> **WHAT IS EXPECTED**: Across these entries, report how many lines include the string "hand", with nothing but the number.

> **DATA UNDER STUDY**:
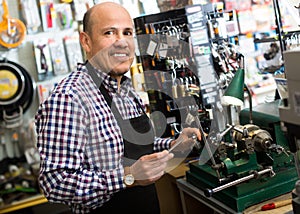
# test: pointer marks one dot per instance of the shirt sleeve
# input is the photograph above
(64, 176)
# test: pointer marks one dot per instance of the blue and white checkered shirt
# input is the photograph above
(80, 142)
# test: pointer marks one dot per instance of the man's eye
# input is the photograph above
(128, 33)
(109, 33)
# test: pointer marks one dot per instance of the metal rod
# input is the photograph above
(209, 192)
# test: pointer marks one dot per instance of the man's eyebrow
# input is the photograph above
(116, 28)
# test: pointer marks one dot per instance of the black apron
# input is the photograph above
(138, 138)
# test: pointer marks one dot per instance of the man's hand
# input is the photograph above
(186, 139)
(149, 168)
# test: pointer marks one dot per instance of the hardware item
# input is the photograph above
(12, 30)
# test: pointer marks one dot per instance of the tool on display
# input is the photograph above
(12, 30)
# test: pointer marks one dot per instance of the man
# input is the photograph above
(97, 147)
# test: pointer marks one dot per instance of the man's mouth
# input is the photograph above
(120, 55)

--

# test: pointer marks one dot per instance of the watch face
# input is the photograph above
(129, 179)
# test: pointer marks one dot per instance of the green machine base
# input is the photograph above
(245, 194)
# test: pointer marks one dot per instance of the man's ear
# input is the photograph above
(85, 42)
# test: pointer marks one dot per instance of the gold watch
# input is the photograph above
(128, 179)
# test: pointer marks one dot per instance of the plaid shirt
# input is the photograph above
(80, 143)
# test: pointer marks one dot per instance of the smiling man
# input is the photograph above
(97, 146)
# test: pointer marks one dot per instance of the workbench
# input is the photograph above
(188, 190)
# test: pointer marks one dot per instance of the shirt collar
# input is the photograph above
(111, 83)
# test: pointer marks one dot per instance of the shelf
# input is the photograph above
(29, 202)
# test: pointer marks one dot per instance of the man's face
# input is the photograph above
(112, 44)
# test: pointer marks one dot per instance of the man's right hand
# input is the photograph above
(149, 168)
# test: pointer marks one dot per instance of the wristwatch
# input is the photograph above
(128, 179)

> **ANSWER BOX**: 2